Extrait:
******************************
Août - septembre 1929 : les Potez Lorraine


            Nous ne reprendrons pas ici l'histoire de ces appareils, longuement évoquée dans les pages historiques (lin ci-dessous), mais rassemblerons les détails sur les quelques accidents connus.et la fin des appareils malheureusement mal identifiés.                             

Ethiopie 29-36

Le "Nessre Tafari" restera jusqu'à son départ l'avion de Maillet. © Michel Barriere

Le Potez n°3 "Nessre Makonnen" © Michel Barriere

Le Potez n°2 "Nessre Asfawossen" © Michel Barriere

          De septembre 1929 à janvier 1930

                        

            Fin 1929, les 3 Potez et le Junkers basés sur le champ de courses de Jan Meda . Ils  d'abord abrités sous des tentes en toile fabriquées hâtivement avec des bâches, avant la construction d'un long hangar en tôle sur une charpente d'eucalyptus.

            Le 26 septembre, les avions participent aux grandes fêtes de la Maskale qui marquent la fin de la saison des pluies : deux Potez pilotés par Maillet et Schaesberg, effectuent une démonstration de voltige.
******************************
Données fournies:
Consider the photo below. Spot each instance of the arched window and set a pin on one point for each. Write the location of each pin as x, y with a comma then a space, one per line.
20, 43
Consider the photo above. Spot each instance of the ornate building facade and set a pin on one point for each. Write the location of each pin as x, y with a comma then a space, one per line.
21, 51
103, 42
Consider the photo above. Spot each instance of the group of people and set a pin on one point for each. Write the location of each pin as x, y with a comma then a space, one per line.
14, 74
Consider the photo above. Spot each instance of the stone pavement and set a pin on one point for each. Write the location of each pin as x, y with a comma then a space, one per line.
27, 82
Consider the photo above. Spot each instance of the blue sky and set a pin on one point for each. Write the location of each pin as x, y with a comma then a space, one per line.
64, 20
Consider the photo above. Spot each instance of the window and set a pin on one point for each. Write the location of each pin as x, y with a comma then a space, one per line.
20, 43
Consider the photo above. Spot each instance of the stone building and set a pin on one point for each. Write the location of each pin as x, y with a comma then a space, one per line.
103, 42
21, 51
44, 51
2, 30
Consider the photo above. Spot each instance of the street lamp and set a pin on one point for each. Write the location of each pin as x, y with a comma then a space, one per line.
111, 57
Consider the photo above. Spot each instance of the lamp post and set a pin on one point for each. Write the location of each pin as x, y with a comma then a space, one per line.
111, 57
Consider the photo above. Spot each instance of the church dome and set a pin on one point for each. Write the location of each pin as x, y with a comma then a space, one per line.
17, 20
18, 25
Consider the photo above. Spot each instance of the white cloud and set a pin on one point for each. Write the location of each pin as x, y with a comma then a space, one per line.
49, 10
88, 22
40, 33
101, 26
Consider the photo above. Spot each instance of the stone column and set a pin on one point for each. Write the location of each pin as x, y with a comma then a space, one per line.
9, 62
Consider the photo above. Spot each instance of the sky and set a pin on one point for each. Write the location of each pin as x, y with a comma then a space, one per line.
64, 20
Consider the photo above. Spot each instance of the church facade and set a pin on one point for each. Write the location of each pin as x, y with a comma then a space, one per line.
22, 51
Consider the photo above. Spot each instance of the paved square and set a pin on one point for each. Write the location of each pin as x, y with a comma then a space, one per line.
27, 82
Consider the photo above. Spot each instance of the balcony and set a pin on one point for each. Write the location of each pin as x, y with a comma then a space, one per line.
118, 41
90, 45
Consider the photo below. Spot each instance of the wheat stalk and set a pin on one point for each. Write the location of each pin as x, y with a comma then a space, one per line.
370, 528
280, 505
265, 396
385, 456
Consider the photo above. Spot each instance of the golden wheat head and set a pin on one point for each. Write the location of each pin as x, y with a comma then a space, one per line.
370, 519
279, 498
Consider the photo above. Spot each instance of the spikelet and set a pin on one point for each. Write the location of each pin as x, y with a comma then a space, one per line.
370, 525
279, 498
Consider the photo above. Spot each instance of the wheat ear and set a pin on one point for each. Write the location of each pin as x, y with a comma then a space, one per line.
******************************
Travail demandé:
- a) Traduisez en anglais cette phrase de l'extrait sur les Potez en Éthiopie : « Le 26 septembre, les avions participent aux grandes fêtes de la Maskale qui marquent la fin de la saison des pluies : deux Potez pilotés par Maillet et Schaesberg, effectuent une démonstration de voltige. »
- b) Poursuivez l'extrait sur les Potez en Éthiopie à partir de sa dernière phrase.

Les réponses:
- a) On September 26, the aircraft take part in the great Maskale festivities that mark the end of the rainy season: two Potez aircraft, flown by Maillet and Schaesberg, perform an aerobatics demonstration.

- b)
            Le Négus fait alors face à des troubles qui se multiplient dans le nord du pays, alimentés par les mauvaises récoltes de 1928. En septembre, le Négus charge le Ras Kassa Haile Darge de rétablir l'ordre. Ce dernier envoie contre les rebelles des troupes gouvernementales, mais les premiers combats début octobre leur sont défavorables avec une perte de 2.700 hommes. A partir de fin novembre, Maillet effectue avec son Potez des reconnaissances sur la zone insoumise depuis Dessye où un terrain a été créé pour faciliter ces missions de reconnaissance.

Le Potez 25 n°2 de Corriger accidenté à Harrar en janvier 1930. [Le Matin]

            

Le 3 décembre, deux Potez et le Junkers participent aux cérémonies marquant l'inauguration du bâtiment voyageurs de la gare d'Addis Abeba.

            Le 19 décembre, le Junkers piloté par Engel et deux Potez pilotés par Maillet et Schaesberg décollent de Dessye pour Addis-Abeba. Engel transporte à cette occasion le Dedjazmatch Wolde Selassie, oncle du Négus et gouverneur de l'Ogaden. Une panne moteur au décollage provoque la chute de l'avion et le décés du passager.

            Maillet ramène en Potez 25 le corps du défunt à Addis Abeba où les honneurs lui sont rendus.


            Ce n'est que le 27 décembre qu'un Potez 25 piloté par Maillet, désormais secondé par Paul Corriger, emporte le courrier d'Addis Abeba à Djibouti. Le 29, il revient de Djibouti, transportant le courrier en sens inverse.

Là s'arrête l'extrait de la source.